Using the text about cannabis in 1993, explain why Lee Brown, like Bill Clinton, looked unlikely to spend much energy on legalizing the drug.

Excerpted text:
● ● ● ● ●
Photo by Lynn Goldsmith/Corbis/VCG via Getty Images
Back in 1993, cannabis had a bad rap. While America was well past the propagandized absurdities of Reefer Madness, politically and institutionally weed remained stubbornly taboo decades after the Summer of Love. Despite Bill Clinton’s half-hearted admission of having smoked the then-illicit drug, albeit only once and apparently without inhaling, the chances of the newly minted president spending much energy on legalizing it looked unlikely. The same went for his appointee to head the Office of National Drug Control Policy, Lee Brown, who had spent more than two decades in law enforcement including chief and commissioner roles in Houston and New York City, respectively.
● ● ● ● ●
(Items from a labeling collection)
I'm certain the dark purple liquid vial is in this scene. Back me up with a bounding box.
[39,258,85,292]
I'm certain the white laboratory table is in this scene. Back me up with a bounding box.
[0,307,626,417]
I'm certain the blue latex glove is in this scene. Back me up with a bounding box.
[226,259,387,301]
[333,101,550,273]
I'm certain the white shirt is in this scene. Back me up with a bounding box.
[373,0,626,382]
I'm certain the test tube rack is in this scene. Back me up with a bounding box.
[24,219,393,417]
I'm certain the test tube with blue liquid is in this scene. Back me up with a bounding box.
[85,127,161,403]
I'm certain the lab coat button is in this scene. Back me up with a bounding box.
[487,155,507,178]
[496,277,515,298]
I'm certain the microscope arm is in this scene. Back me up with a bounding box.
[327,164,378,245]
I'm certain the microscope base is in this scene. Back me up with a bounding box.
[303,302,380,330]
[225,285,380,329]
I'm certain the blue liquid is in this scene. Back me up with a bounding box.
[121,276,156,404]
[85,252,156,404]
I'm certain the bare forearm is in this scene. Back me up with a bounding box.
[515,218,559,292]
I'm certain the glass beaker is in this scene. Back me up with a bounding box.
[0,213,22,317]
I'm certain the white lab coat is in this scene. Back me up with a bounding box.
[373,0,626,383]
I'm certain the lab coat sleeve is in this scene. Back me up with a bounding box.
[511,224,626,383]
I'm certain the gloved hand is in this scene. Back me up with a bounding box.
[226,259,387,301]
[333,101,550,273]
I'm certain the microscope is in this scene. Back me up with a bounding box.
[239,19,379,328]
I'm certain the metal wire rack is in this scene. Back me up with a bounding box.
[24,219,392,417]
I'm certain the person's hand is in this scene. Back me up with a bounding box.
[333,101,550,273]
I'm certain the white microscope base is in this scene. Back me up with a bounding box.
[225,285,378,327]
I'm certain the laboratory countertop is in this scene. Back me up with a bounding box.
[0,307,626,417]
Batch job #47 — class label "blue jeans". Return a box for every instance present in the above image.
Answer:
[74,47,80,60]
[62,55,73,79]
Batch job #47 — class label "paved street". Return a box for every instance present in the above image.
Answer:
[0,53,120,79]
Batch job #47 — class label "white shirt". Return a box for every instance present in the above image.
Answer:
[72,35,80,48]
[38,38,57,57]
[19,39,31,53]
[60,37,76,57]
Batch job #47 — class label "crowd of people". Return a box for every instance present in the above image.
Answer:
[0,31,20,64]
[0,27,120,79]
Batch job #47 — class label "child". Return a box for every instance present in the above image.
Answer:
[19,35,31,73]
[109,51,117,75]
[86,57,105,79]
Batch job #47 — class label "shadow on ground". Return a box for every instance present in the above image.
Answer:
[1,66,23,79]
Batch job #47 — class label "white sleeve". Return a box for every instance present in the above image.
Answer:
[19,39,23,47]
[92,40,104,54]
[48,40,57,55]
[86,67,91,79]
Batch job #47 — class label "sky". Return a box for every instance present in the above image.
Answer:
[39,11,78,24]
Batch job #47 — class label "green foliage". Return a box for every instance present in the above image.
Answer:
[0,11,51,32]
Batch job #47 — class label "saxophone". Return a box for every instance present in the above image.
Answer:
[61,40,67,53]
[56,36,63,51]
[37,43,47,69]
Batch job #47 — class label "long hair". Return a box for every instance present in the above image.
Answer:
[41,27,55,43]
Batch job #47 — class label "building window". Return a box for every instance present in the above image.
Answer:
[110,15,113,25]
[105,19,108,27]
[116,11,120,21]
● ● ● ● ●
Answer for this exercise: Lee Brown, appointed to head the Office of National Drug Control Policy, had spent more than two decades in law enforcement. That included serving as chief in Houston and as commissioner in New York City.